▶ QUOTED PASSAGE:
____________________
Time & Tide: A Walk Through Nantucket
By Frank Conroy. Crown Journeys, Crown, 2004, 139 pp.
"Nantucket is drenched with memories of the whaling days and the nineteenth century,” writes Frank Conroy in Time & Tide, an entry in the Crown Journeys series which takes readers on brief “walks” through various places. Having lived in Nantucket either as a year-rounder or summer resident since the '50s, Conroy knows the island well and proves an engaging guide to its geography, culture and evolution from the 19th century to the 21st.
As a whaling town, Nantucket was wealthy in the old days: “the rich,” says Conroy “were truly, mind-bogglingly rich.” After the end of the whaling era, the town was left with sheep herding and cranberries. Today, the rich in Nantucket are mind-bogglingly rich again, but when Conroy arrived in the ‘50s, before the biggest changes came, Nantucket, he says, was a “real town,” with a “small-town ‘feel,’” “a relaxed oasis in the ocean.”
Conroy evokes the unique geography and landscape of Nantucket: its distinctive harbor, its exposure to the ocean, its dunes, salt marshes, and moors (around one-third of all moors in America), its brutal winters, and its “delicate wilderness,” which he says, some people “misperceive as bleakness.”
____________________
▶ GIVEN PROBLEM: Transcribe the Time & Tide review in full, reproducing every line verbatim.

▶ DATA:
____________________
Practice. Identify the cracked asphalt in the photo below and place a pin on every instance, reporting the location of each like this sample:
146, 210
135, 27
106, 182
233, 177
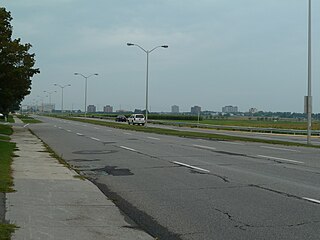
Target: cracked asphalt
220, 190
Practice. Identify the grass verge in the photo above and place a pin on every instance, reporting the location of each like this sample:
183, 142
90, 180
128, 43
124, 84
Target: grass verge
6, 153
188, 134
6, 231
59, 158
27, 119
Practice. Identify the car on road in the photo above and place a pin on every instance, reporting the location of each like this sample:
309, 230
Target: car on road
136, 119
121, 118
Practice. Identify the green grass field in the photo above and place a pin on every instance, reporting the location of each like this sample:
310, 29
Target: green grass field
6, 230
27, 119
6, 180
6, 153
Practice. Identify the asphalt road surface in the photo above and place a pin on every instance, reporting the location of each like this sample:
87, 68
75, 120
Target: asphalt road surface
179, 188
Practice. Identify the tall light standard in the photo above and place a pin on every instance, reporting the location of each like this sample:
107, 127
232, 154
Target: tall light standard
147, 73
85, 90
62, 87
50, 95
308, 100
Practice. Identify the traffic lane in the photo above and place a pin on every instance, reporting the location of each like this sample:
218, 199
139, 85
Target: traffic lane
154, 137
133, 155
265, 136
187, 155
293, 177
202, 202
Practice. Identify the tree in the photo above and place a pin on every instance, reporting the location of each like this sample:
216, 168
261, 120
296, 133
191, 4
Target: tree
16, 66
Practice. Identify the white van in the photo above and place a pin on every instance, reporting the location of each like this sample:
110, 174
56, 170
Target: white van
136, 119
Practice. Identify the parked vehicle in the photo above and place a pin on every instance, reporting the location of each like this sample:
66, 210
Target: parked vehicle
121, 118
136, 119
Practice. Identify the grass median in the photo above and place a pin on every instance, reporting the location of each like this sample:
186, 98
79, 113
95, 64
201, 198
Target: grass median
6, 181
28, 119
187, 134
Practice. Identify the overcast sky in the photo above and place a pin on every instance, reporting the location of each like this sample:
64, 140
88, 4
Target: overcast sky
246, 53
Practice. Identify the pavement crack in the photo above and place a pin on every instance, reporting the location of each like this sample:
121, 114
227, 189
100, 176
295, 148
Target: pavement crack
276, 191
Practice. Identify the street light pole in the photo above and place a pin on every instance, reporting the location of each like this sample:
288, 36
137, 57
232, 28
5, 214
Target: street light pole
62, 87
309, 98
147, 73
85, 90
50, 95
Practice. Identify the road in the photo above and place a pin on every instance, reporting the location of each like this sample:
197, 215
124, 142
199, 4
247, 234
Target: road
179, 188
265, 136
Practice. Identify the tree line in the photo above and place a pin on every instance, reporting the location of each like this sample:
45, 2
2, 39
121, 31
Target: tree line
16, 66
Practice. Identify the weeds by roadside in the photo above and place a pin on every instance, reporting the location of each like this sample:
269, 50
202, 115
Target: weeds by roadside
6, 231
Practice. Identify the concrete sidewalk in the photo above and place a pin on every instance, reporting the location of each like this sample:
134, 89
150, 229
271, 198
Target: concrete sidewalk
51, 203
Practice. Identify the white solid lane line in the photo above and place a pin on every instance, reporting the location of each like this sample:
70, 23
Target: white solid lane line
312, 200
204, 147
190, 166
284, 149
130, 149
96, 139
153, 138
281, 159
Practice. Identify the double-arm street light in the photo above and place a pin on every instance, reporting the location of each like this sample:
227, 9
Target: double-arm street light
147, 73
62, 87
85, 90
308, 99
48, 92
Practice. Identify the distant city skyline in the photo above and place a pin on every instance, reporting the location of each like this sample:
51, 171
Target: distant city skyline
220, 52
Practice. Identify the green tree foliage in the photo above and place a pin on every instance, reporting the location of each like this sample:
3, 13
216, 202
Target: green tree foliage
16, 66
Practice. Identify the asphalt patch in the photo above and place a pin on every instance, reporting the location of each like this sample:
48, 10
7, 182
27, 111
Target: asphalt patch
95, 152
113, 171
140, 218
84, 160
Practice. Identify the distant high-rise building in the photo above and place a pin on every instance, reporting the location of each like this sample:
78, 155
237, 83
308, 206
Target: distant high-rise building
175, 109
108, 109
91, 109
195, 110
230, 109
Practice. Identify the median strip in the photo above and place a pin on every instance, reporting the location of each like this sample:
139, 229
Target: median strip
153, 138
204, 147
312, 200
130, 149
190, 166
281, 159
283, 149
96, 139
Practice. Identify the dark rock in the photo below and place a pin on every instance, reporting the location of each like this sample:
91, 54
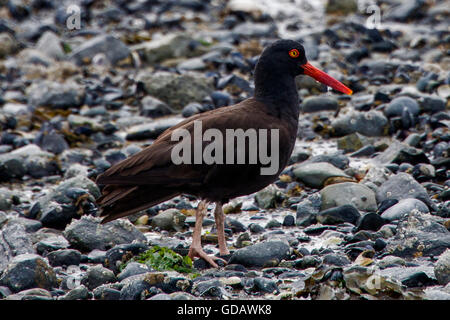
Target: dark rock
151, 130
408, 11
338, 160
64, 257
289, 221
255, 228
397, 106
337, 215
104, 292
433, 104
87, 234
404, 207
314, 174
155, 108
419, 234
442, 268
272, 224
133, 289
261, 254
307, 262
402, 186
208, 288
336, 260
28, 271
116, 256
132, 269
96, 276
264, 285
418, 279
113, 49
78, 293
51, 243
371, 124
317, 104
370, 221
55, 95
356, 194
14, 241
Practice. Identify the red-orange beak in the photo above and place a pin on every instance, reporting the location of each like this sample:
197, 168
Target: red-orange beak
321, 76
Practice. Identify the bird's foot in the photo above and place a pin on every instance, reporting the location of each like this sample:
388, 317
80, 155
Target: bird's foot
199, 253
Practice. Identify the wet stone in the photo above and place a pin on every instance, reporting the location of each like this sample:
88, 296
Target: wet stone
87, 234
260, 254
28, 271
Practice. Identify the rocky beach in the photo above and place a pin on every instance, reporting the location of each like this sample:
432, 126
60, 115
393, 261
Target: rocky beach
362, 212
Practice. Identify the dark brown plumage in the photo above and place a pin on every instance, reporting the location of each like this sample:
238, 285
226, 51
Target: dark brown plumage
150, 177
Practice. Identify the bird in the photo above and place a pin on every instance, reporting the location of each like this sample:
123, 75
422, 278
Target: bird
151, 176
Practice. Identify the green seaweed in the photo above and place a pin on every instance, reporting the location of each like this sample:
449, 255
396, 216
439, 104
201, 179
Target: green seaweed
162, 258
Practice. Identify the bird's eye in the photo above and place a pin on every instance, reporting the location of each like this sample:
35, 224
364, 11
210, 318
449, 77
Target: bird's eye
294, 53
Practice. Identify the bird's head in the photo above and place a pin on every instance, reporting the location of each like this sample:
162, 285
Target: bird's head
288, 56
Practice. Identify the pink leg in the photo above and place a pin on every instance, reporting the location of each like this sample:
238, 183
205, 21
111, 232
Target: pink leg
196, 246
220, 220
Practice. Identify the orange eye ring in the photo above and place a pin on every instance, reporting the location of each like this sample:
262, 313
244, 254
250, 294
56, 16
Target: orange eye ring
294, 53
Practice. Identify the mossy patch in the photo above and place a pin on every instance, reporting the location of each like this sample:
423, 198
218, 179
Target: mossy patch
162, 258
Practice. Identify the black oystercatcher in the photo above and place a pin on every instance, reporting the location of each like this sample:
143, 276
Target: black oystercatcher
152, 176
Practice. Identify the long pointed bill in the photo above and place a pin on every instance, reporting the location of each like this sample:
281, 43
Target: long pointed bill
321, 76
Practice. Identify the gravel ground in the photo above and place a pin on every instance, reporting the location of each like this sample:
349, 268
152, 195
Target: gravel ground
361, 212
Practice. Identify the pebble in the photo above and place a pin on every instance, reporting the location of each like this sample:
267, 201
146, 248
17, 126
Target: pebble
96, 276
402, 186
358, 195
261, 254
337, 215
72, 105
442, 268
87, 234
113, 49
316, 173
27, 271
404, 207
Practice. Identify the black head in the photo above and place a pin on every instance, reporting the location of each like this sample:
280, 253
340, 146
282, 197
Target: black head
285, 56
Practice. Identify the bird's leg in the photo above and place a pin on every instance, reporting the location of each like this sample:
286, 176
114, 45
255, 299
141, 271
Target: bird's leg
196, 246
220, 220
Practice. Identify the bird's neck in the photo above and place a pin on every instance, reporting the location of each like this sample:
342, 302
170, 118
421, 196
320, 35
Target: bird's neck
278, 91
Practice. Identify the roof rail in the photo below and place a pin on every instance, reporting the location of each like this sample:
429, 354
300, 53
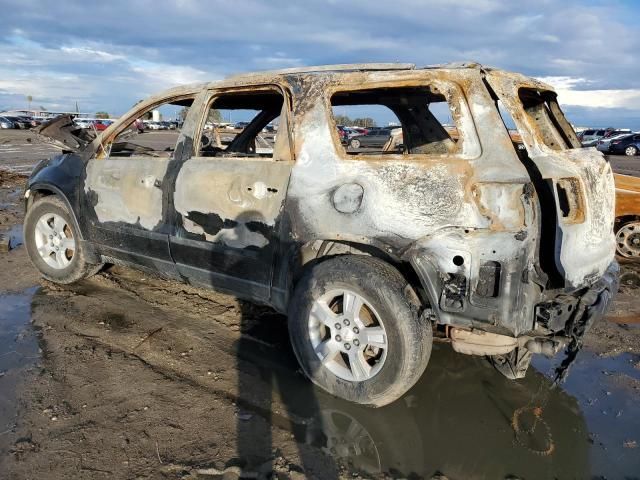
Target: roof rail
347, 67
____________________
▶ TASK RESULT:
Time & Tide: A Walk Through Nantucket
By Frank Conroy. Crown Journeys, Crown, 2004, 139 pp.
"Nantucket is drenched with memories of the whaling days and the nineteenth century,” writes Frank Conroy in Time & Tide, an entry in the Crown Journeys series which takes readers on brief “walks” through various places. Having lived in Nantucket either as a year-rounder or summer resident since the '50s, Conroy knows the island well and proves an engaging guide to its geography, culture and evolution from the 19th century to the 21st.
As a whaling town, Nantucket was wealthy in the old days: “the rich,” says Conroy “were truly, mind-bogglingly rich.” After the end of the whaling era, the town was left with sheep herding and cranberries. Today, the rich in Nantucket are mind-bogglingly rich again, but when Conroy arrived in the ‘50s, before the biggest changes came, Nantucket, he says, was a “real town,” with a “small-town ‘feel,’” “a relaxed oasis in the ocean.”
Conroy evokes the unique geography and landscape of Nantucket: its distinctive harbor, its exposure to the ocean, its dunes, salt marshes, and moors (around one-third of all moors in America), its brutal winters, and its “delicate wilderness,” which he says, some people “misperceive as bleakness.”